Starting with the line that contains "the brick wall" and going on through the line that contains "Target: window pane", write out all of those item lines below, requests included, and increase every number in the answer coordinates by 42.
# # # #
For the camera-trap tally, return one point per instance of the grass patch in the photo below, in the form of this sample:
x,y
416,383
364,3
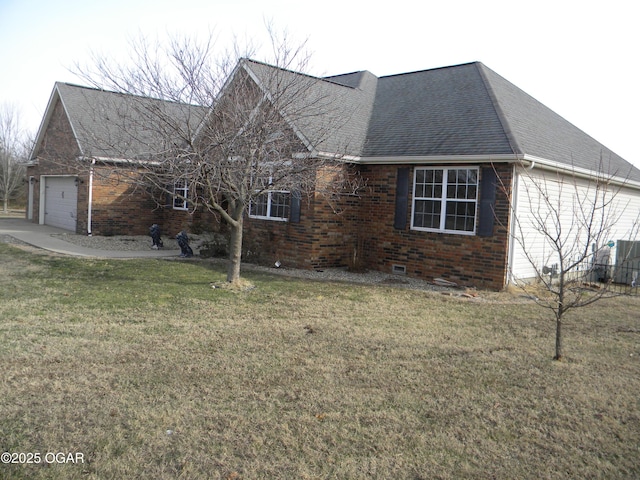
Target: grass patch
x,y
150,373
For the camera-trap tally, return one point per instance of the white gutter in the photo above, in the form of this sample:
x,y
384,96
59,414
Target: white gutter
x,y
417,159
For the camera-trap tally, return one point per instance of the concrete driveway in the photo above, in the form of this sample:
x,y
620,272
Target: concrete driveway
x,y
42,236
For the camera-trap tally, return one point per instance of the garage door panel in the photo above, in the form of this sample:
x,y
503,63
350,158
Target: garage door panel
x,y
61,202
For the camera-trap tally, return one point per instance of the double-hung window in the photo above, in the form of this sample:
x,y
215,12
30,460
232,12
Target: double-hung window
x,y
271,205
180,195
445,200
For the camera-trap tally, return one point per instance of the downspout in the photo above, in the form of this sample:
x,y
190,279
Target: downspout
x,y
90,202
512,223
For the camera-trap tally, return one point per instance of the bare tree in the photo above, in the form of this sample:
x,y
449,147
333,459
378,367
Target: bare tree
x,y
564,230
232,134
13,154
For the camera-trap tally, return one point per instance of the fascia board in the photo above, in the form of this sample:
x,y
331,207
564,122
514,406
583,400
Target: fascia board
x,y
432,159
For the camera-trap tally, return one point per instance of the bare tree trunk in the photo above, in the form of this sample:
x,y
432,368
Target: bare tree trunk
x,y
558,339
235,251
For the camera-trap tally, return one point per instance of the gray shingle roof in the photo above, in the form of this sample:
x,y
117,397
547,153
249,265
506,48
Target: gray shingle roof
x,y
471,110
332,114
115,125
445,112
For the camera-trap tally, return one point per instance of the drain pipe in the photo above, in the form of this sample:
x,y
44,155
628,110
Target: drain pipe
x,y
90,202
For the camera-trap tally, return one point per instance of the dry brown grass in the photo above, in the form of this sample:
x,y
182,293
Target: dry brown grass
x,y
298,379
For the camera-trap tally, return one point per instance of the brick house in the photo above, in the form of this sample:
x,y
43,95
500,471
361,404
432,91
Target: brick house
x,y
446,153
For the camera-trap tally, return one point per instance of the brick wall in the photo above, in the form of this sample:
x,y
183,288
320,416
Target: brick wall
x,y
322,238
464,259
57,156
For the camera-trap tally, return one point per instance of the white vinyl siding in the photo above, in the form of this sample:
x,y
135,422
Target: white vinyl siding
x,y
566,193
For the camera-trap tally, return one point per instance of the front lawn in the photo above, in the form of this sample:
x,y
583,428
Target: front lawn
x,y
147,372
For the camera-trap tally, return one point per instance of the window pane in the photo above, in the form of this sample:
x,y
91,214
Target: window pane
# # # #
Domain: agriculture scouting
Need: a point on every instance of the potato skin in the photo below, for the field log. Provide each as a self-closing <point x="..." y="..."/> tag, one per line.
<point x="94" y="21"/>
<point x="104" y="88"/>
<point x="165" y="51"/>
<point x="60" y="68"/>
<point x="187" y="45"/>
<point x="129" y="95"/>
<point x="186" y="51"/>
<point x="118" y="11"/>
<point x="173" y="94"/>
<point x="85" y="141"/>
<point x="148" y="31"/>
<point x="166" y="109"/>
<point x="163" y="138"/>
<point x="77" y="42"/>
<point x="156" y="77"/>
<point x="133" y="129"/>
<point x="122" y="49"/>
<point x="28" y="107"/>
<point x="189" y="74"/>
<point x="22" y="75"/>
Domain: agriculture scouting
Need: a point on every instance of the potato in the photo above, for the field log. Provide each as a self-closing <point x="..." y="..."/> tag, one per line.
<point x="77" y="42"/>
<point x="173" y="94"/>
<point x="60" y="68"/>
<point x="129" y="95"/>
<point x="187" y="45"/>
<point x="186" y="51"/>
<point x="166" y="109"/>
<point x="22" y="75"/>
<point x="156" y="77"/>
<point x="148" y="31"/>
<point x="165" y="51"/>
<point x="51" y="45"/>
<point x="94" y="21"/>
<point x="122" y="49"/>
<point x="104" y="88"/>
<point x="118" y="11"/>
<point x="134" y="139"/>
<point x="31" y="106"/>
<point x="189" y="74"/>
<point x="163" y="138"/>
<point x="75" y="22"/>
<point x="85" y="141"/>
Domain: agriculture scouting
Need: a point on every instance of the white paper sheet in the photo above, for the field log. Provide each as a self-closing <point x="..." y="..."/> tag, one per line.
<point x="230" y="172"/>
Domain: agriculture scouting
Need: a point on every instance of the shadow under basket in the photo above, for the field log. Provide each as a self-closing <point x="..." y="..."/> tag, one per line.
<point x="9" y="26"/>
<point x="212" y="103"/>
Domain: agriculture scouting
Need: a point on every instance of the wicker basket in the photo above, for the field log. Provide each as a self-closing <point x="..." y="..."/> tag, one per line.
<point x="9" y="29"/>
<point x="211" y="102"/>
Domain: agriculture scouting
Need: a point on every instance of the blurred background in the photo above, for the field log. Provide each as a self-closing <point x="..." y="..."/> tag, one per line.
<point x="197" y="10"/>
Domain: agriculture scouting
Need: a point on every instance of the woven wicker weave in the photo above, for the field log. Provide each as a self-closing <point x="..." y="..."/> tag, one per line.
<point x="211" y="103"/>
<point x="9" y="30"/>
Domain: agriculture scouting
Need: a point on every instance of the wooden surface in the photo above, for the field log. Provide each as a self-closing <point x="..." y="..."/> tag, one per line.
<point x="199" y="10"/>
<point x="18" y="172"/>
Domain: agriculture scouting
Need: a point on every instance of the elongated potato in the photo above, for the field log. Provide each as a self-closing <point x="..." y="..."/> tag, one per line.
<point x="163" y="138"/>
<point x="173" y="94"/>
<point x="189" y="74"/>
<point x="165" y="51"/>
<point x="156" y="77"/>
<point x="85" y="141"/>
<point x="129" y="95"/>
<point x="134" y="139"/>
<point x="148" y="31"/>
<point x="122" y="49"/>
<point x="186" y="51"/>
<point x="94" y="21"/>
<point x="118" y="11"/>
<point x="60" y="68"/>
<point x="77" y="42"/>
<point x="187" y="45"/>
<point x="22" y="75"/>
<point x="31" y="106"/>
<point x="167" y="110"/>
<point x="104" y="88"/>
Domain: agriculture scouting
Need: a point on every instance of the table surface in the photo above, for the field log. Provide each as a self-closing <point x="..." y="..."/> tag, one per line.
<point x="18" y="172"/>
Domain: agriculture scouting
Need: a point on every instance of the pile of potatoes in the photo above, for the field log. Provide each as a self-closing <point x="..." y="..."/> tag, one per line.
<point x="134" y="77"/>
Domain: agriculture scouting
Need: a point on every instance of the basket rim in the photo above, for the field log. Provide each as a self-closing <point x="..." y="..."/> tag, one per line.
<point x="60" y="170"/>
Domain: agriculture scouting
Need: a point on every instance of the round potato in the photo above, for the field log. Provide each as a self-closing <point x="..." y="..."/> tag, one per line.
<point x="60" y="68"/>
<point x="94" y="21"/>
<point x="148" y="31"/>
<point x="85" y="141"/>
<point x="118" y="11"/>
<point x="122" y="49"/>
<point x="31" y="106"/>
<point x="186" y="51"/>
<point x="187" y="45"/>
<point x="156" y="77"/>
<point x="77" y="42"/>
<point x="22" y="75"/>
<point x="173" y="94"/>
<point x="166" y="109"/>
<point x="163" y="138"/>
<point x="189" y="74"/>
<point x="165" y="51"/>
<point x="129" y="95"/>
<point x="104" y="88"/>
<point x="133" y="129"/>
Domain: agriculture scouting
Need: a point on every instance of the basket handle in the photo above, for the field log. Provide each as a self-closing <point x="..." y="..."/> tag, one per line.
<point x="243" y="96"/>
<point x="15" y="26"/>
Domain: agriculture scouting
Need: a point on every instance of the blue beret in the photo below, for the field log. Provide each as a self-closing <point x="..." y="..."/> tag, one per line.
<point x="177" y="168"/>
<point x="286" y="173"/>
# # # #
◆ ANSWER TO THIS EXERCISE:
For the camera-trap tally, return one point per instance of the brick wall in the photo above, in the form of this sample:
x,y
183,288
320,416
Target: brick wall
x,y
364,280
506,301
99,198
For the camera-trap tally, return one point per instance of the white vinyl siding in the photo above, in the form of this sample:
x,y
135,422
Target: white vinyl siding
x,y
608,235
For the camera-trap tally, return one point per instance of the front lawn in the photo above, in the form of this sample:
x,y
583,428
Target: front lawn
x,y
189,414
For the camera-trap tally, return one point per instance of the window pane in the photo above, in the form of this sample:
x,y
91,214
Target: window pane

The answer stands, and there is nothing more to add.